Given task 1:
Reproduce the listing that comes after the text below word for word, leaving out any picture.

Source excerpt:
'''

Frontiers was Southern California's oldest and largest lesbian, gay, bisexual, transgender (LGBT) magazine. Founded in 1981, it was distributed freely at gay bars, clubs and businesses throughout Southern California. The biweekly publication focused on local, national and international news related to the LGBT community, entertainment, as well as coverage of HIV/AIDS-related topics and other important issues, in addition to its popular escort listings section, Frontiers4Men. As of February 2014, it had a staff of 19 and claimed a readership of 270,000.

The publication documented and reported on news events including coming out stories of proximally close celebrities and is archived in many LGBT collections including National Transgender Library collection.

The paper was purchased in 2007 by Mark Hundahl and David Stern. Hundahl died in December 2012. The publication filed for Chapter 11 bankruptcy protection in March 2013.  At the time it reported circulation of 30,000 copies on a semi-monthly basis. In February 2014, businessman Michael Turner bought the paper and announced plans to expand its readership base, and to make efforts to attract larger local and national advertisers in lieu of the classified ads and advertising focused on escort services and similar sexual content. The magazine began to be published on a weekly basis.

'''

Given task 2:
Answer these questions from the passage on Frontiers magazine above:
(a) In what year was Frontiers founded?
(b) Who bought the paper in February 2014?
(c) What circulation did the publication report when it filed for Chapter 11 bankruptcy protection?

Entries supplied:
'''

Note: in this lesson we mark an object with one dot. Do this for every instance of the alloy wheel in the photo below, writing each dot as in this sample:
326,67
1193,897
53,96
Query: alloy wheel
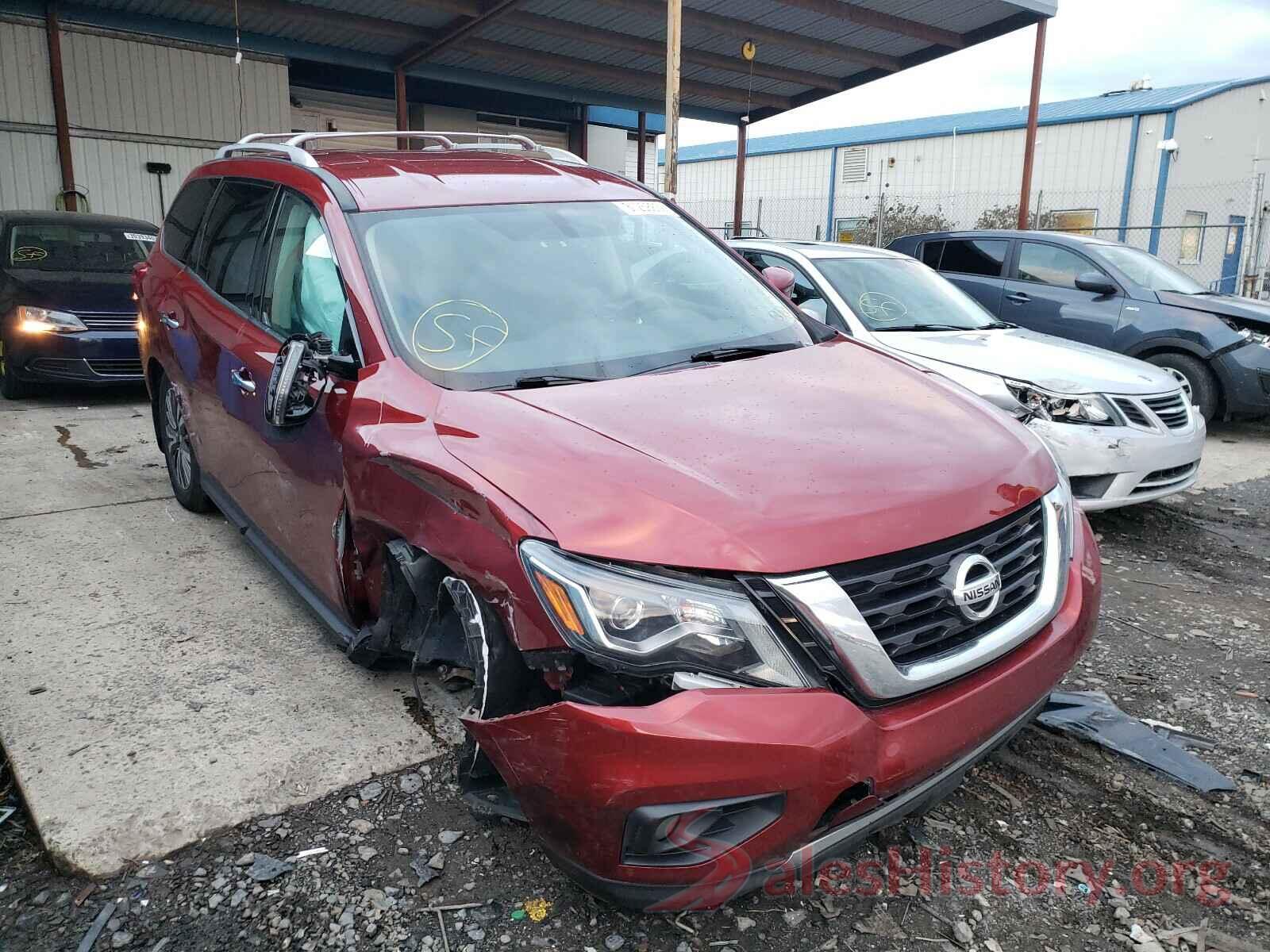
177,436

'''

Correct result 1:
Note: in this lesson we mark an object with one dot. Do this for every instance of the alloy wheel in the photo below, writing each dot as in this sample:
326,67
1193,897
53,96
Query: alloy wheel
177,436

Correct result 2:
(a) 1981
(b) Michael Turner
(c) 30,000 copies on a semi-monthly basis